→ Exercise brief: Can you render the material below as a JSON list of strings, with one string for each line and no blank lines?
>> START Dataset records
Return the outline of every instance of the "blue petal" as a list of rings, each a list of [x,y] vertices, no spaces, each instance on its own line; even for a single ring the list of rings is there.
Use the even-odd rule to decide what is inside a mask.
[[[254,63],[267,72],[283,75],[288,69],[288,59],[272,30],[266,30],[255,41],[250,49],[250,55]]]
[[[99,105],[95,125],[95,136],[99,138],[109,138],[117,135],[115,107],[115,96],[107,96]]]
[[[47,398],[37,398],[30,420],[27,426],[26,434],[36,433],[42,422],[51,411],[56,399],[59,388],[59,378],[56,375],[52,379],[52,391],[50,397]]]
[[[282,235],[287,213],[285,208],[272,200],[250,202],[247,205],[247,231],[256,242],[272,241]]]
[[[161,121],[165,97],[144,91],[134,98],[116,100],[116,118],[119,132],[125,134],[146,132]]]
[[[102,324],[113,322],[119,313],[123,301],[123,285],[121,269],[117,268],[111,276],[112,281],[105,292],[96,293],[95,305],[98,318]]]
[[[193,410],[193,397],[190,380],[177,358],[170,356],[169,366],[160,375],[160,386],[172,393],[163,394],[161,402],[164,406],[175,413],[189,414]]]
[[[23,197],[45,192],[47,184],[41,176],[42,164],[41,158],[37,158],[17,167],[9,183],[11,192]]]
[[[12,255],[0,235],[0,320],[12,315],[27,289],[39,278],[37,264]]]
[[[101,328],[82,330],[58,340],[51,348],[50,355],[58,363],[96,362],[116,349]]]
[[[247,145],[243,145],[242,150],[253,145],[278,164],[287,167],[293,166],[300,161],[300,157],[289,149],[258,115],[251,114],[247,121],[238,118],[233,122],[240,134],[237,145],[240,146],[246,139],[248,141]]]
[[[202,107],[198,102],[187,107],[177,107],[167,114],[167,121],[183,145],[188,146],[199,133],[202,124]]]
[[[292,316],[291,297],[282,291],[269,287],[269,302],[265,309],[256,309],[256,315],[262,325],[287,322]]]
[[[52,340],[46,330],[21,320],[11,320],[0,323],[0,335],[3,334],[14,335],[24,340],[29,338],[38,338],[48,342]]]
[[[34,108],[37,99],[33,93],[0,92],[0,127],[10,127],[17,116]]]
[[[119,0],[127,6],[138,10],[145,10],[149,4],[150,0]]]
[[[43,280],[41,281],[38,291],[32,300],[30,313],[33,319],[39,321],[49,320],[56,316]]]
>> END Dataset records
→ Output for this task:
[
  "Return the outline of every instance of the \"blue petal\" as a list of rings, each a list of [x,y] vertices, no spaces, each instance on its own line; even for a single ring the list of rings is there.",
  "Use the even-odd rule to decide what is inside a mask.",
  "[[[254,63],[267,72],[283,75],[288,69],[288,59],[272,30],[266,30],[255,41],[250,49],[250,55]]]",
  "[[[99,105],[95,125],[95,136],[99,138],[109,138],[117,135],[115,107],[115,96],[107,96]]]",
  "[[[47,398],[37,398],[30,420],[27,426],[26,434],[36,433],[42,422],[51,411],[56,399],[59,388],[59,378],[56,375],[52,379],[52,391],[50,397]]]",
  "[[[282,235],[287,213],[285,208],[272,200],[250,202],[247,205],[247,231],[256,242],[272,241]]]",
  "[[[161,121],[165,97],[144,91],[134,98],[116,100],[116,118],[119,132],[125,134],[146,132]]]",
  "[[[102,324],[113,322],[119,313],[123,301],[123,285],[121,269],[117,268],[111,276],[112,281],[105,292],[96,293],[95,305],[98,318]]]",
  "[[[193,410],[193,397],[190,380],[177,358],[170,356],[169,366],[160,375],[160,386],[172,393],[163,394],[161,402],[164,406],[175,413],[189,414]]]",
  "[[[23,197],[45,192],[47,184],[41,176],[42,164],[41,158],[37,158],[17,167],[9,183],[11,192]]]",
  "[[[12,255],[0,235],[0,320],[12,315],[27,289],[39,278],[37,264]]]",
  "[[[101,328],[82,330],[58,340],[51,348],[50,355],[58,363],[96,362],[116,349]]]",
  "[[[247,145],[243,145],[242,150],[253,145],[278,164],[287,167],[293,166],[300,161],[300,157],[289,149],[258,115],[251,114],[247,121],[238,118],[233,122],[240,134],[237,145],[240,146],[246,139],[248,141]]]",
  "[[[202,107],[198,102],[187,107],[177,107],[167,114],[167,121],[183,145],[188,146],[199,133],[202,124]]]",
  "[[[292,316],[291,297],[282,291],[269,287],[269,302],[265,309],[256,309],[256,315],[262,325],[287,322]]]",
  "[[[52,340],[46,330],[21,320],[11,320],[0,323],[0,335],[3,334],[14,335],[24,340],[29,338],[38,338],[48,342]]]",
  "[[[34,108],[37,99],[33,93],[0,92],[0,127],[10,127],[17,116]]]",
  "[[[119,0],[127,6],[138,10],[145,10],[149,4],[150,0]]]",
  "[[[43,280],[41,281],[38,291],[32,300],[30,313],[33,319],[39,321],[49,320],[56,316]]]"
]